Segmentation data
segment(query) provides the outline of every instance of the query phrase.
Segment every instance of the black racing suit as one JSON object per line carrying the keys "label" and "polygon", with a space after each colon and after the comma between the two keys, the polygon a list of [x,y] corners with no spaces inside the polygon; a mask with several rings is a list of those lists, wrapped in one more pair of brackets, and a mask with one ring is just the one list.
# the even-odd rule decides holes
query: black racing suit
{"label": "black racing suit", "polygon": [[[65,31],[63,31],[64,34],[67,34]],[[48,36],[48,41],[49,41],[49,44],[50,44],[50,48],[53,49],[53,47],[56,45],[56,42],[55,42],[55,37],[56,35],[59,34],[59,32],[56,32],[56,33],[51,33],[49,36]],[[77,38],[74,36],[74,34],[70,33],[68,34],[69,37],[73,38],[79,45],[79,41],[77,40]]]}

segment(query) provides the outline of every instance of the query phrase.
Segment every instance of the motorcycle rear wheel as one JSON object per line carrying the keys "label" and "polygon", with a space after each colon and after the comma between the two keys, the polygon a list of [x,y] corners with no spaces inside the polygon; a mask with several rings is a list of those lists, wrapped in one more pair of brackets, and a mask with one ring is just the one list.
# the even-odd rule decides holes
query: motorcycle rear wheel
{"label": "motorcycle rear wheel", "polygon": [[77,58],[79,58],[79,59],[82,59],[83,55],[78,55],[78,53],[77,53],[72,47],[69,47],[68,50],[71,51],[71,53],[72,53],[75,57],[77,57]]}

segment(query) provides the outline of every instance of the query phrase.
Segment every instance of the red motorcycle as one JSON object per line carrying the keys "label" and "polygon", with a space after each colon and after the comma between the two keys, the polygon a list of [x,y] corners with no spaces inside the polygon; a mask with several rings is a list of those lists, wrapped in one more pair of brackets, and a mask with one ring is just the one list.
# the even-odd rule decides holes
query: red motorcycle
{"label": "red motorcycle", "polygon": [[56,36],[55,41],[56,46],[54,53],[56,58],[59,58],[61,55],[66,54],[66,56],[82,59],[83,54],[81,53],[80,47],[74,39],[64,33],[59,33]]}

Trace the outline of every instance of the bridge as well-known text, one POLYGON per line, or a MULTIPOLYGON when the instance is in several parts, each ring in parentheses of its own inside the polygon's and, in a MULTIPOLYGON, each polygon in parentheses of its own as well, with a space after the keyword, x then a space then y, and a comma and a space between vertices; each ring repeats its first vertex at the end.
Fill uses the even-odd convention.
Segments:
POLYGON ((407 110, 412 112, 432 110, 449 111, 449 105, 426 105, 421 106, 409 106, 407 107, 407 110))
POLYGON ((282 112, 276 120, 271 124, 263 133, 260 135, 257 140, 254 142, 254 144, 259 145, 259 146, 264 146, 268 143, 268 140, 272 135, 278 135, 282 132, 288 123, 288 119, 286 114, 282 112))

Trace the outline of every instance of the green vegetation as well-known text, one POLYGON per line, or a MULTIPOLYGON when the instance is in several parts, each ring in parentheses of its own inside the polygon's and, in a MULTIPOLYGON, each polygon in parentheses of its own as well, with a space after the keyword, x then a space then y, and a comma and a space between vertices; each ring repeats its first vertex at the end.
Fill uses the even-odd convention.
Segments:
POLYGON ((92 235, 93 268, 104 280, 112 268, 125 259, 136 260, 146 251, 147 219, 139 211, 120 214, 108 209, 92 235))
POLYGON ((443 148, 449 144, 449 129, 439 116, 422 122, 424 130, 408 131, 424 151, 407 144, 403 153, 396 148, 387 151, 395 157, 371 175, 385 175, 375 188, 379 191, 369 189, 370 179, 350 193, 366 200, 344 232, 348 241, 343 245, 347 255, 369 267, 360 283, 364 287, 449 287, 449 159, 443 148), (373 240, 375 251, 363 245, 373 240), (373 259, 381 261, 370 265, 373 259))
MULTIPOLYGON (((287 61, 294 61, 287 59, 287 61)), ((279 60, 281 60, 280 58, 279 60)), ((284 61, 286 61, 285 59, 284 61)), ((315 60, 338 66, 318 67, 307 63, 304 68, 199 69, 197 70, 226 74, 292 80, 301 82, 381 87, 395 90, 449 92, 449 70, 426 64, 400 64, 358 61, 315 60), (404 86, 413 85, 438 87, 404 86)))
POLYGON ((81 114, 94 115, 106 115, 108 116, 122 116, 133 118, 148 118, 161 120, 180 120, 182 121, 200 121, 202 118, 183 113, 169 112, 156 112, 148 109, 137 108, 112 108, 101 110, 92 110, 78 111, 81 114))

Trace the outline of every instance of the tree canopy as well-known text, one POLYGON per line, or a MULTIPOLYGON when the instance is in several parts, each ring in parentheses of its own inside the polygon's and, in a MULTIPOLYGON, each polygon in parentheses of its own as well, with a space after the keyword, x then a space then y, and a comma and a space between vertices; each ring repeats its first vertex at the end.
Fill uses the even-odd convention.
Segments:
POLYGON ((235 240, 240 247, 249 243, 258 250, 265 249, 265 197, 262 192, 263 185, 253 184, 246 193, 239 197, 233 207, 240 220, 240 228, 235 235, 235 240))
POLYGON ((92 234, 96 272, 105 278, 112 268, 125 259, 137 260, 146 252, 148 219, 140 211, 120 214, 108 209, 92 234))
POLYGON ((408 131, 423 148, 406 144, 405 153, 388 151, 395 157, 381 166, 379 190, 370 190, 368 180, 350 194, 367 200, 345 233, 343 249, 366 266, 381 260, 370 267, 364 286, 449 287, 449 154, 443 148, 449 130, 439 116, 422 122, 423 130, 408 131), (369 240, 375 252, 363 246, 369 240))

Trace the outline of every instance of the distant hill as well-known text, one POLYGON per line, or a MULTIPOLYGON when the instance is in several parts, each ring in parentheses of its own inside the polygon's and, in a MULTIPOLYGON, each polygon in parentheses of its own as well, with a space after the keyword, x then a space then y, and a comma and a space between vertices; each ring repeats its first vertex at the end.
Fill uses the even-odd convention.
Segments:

PROBLEM DESCRIPTION.
Return the whole listing exactly.

RESULT OF THIS TASK.
segment(query) provides the outline of every instance of the query phrase.
Segment every instance of the black racing suit as one JSON object per line carrying the keys "label" and "polygon", with a space after each colon and after the comma between the two keys, the polygon a list of [x,y] corners with no spaces inside the polygon; a mask with several rings is a list of those lists, wrapped in one more pair of brackets, and a mask with one ring is just the one list.
# the even-odd rule decides holes
query: black racing suit
{"label": "black racing suit", "polygon": [[[65,31],[63,31],[64,34],[67,34]],[[48,36],[48,41],[49,41],[49,44],[50,44],[50,48],[53,49],[53,47],[56,45],[56,42],[55,42],[55,37],[56,35],[59,34],[59,32],[56,32],[56,33],[51,33],[49,36]],[[77,38],[74,36],[74,34],[70,33],[68,34],[69,37],[73,38],[79,45],[79,41],[77,40]]]}

segment(query) provides the outline of every instance of the query phrase.
Segment every instance of the motorcycle rear wheel as one JSON object per line carrying the keys "label" and "polygon", with a space after each colon and after the comma between the two keys, the polygon a list of [x,y] corners with no spaces inside the polygon; a mask with several rings is a list of those lists, wrapped in one more pair of brackets, and a mask with one ring is just the one list.
# the even-odd rule decides holes
query: motorcycle rear wheel
{"label": "motorcycle rear wheel", "polygon": [[77,58],[79,58],[79,59],[82,59],[83,55],[78,55],[78,53],[77,53],[72,47],[69,47],[68,50],[71,51],[71,53],[72,53],[75,57],[77,57]]}

segment(query) provides the outline of every instance of the query phrase.
Segment every instance of the red motorcycle as one JSON object per line carrying the keys "label" and "polygon", with a space after each colon and after the comma between the two keys, the polygon a list of [x,y] corners with no spaces inside the polygon; a mask with several rings is a list of those lists, wrapped in one more pair of brackets, and a mask with one ring is just the one list.
# the even-odd rule decides holes
query: red motorcycle
{"label": "red motorcycle", "polygon": [[56,36],[55,41],[56,46],[54,53],[56,58],[59,58],[61,55],[66,54],[66,56],[82,59],[83,54],[81,53],[80,47],[74,39],[64,33],[59,33]]}

Trace the outline of every instance of the bridge as well-known text, one POLYGON per line, or a MULTIPOLYGON when the instance is in several parts, each ring in parentheses of its own inside the polygon's and, in a MULTIPOLYGON, each polygon in parentheses of its own as well, with a space after the keyword, x then a space then y, and a comma and a space between vertices; each ring repeats its first vertex at the end.
Fill uses the even-odd convention.
Segments:
POLYGON ((407 110, 412 112, 432 110, 449 111, 449 105, 426 105, 421 106, 409 106, 407 107, 407 110))
POLYGON ((282 112, 276 120, 271 124, 263 133, 260 135, 257 140, 254 142, 254 144, 259 145, 259 146, 264 146, 268 143, 268 140, 272 135, 278 135, 282 132, 288 123, 288 119, 286 114, 282 112))

Trace the outline of every instance of the green vegetation as well-known text, one POLYGON per line, or a MULTIPOLYGON when the instance is in several parts, each ring in parentheses of its own inside the polygon's and, in a MULTIPOLYGON, each polygon in parentheses of its own as well, with a space after the keyword, x then a space then y, and a comma and a space between vertices; each ring repeats its first vertex at the end.
Fill uses the even-odd convention.
Segments:
POLYGON ((92 235, 93 268, 104 280, 112 268, 125 259, 136 260, 146 251, 147 219, 139 211, 120 214, 108 209, 92 235))
POLYGON ((443 148, 449 144, 449 129, 439 116, 422 122, 424 130, 408 131, 424 151, 407 144, 403 153, 396 148, 387 151, 395 157, 371 175, 385 175, 375 188, 379 191, 369 189, 370 179, 350 193, 366 200, 344 232, 348 241, 343 245, 347 255, 369 267, 360 283, 364 287, 449 287, 449 159, 443 148), (373 240, 375 251, 363 245, 373 240), (373 259, 381 261, 370 265, 373 259))
MULTIPOLYGON (((287 61, 294 61, 287 59, 287 61)), ((279 60, 281 60, 280 58, 279 60)), ((284 61, 286 61, 285 59, 284 61)), ((315 60, 338 66, 318 67, 307 63, 304 68, 199 69, 197 70, 226 74, 292 80, 301 82, 381 87, 395 90, 449 92, 449 70, 426 64, 400 64, 358 61, 315 60), (404 86, 413 85, 438 87, 404 86)))
POLYGON ((81 114, 94 115, 106 115, 108 116, 122 116, 133 118, 148 118, 161 120, 180 120, 182 121, 200 121, 202 118, 183 113, 169 112, 156 112, 148 109, 137 108, 112 108, 101 110, 92 110, 78 111, 81 114))

Trace the outline of every instance of the tree canopy as well-known text, one POLYGON per line, or a MULTIPOLYGON when the instance is in several parts, each ring in parentheses of its own inside the polygon's and, in a MULTIPOLYGON, each polygon in parentheses of its own as well, with a space after the keyword, x then a space then y, and a comma and a space between vertices; each ring repeats its first vertex at the end.
Fill uses the even-odd convention.
Segments:
POLYGON ((235 240, 240 247, 249 243, 258 250, 265 249, 265 197, 262 192, 263 185, 253 184, 246 193, 239 197, 233 207, 240 220, 240 228, 235 235, 235 240))
POLYGON ((92 234, 96 272, 105 278, 112 268, 125 259, 137 260, 146 252, 148 219, 140 211, 120 214, 108 209, 92 234))
POLYGON ((408 131, 423 148, 406 144, 405 153, 388 151, 395 157, 381 166, 379 190, 370 190, 368 180, 350 194, 367 200, 345 233, 343 249, 366 266, 381 260, 370 267, 364 286, 449 287, 449 154, 443 148, 449 130, 439 116, 422 122, 423 130, 408 131), (369 240, 375 252, 363 246, 369 240))

Trace the outline of every instance of the distant hill as well-known text, one POLYGON per line, or a MULTIPOLYGON when the instance is in several parts, each ring in parentheses of its own inside the polygon's and, in a MULTIPOLYGON, each polygon in parentheses of its own as well, with a space after the keyword, x then a space then y, and a comma and a space between vertices; each ring repeats its first vertex at the end.
Fill uses the even-odd convention.
Segments:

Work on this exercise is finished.